*Work to be completed*: After reading each line of the entries, give the number of lines that contain "shirt" and nothing else.

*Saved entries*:
--------
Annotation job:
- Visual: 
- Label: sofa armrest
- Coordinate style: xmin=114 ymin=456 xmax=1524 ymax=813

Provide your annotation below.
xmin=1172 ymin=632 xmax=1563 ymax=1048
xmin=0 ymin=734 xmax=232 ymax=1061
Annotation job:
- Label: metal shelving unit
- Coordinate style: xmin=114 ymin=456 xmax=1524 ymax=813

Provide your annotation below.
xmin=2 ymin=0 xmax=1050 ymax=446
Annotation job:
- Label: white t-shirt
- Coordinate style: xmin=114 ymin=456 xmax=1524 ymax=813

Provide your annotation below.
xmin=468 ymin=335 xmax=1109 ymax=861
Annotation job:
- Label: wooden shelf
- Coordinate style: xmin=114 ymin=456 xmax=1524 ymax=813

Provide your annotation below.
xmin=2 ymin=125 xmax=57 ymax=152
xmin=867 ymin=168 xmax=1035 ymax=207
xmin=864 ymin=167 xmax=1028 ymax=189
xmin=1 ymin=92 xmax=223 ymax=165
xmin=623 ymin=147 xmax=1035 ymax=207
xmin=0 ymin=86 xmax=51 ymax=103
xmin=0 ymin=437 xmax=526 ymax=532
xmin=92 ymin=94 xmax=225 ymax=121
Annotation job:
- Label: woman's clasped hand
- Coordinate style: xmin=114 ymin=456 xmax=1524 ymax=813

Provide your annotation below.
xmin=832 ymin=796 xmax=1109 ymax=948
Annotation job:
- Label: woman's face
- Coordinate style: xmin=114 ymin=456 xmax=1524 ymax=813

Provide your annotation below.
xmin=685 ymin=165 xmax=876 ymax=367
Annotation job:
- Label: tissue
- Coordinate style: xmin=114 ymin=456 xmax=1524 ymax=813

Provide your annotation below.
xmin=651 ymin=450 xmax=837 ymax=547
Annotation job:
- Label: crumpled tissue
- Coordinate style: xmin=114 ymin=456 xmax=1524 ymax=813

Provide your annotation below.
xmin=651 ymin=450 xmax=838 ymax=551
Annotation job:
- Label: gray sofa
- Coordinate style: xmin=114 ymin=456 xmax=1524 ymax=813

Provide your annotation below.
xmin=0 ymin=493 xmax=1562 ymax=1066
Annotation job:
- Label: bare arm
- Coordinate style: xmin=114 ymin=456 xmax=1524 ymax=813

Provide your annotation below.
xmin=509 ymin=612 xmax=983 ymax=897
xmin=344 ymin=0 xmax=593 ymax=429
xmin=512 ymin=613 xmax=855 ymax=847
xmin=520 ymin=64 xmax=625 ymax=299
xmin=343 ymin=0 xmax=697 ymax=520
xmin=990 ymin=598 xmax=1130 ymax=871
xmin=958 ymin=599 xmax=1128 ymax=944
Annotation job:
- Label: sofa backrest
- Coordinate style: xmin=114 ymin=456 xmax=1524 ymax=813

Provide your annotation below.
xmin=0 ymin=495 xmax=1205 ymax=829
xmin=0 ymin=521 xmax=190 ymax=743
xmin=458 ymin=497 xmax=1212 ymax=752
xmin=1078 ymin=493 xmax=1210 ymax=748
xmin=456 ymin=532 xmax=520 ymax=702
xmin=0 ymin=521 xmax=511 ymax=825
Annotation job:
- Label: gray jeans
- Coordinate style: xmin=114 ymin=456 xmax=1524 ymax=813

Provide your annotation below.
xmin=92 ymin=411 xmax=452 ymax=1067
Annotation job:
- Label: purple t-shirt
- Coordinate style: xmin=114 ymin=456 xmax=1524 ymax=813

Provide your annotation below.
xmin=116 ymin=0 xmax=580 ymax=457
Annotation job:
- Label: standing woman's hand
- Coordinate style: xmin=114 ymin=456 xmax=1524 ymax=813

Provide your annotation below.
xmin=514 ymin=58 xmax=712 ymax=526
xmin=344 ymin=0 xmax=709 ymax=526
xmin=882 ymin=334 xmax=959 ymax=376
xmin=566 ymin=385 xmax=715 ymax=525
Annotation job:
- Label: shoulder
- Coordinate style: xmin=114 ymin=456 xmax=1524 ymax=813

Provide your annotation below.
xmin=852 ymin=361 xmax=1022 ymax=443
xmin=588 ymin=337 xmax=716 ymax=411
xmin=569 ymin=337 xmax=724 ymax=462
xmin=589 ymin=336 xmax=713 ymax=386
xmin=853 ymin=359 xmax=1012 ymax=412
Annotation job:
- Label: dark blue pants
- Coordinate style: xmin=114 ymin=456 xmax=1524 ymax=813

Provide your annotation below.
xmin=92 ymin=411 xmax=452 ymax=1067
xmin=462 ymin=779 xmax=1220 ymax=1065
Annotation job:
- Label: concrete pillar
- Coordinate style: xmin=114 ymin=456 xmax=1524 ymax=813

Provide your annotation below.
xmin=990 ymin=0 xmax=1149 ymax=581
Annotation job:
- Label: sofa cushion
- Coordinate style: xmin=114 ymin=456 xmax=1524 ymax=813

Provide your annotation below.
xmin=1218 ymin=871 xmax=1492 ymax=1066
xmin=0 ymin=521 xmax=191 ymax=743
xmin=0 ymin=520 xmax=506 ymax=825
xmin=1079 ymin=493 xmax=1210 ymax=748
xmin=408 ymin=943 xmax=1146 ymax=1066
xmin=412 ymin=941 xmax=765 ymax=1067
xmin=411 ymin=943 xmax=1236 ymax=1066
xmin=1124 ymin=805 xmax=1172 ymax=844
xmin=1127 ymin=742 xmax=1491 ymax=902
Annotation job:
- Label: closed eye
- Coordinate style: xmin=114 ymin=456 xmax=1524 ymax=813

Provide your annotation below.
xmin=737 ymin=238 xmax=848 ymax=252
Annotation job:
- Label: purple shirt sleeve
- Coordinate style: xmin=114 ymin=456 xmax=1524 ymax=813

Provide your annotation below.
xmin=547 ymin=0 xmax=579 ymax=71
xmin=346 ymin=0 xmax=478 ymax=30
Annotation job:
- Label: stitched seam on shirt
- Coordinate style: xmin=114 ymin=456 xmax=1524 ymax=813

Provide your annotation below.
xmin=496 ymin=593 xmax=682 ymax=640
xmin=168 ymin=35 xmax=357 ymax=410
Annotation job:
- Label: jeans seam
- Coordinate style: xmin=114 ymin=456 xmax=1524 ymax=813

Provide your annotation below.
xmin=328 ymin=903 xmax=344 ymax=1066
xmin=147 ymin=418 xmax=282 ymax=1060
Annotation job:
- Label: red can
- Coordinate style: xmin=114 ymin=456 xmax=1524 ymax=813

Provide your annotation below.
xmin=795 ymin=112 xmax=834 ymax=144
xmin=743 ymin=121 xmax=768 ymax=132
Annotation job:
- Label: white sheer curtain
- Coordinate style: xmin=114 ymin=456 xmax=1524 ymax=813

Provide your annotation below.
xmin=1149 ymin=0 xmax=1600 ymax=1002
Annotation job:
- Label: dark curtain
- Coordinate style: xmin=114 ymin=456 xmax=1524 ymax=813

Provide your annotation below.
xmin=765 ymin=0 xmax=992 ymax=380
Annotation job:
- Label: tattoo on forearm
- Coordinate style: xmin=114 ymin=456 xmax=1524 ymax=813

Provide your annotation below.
--------
*Written reply*: 4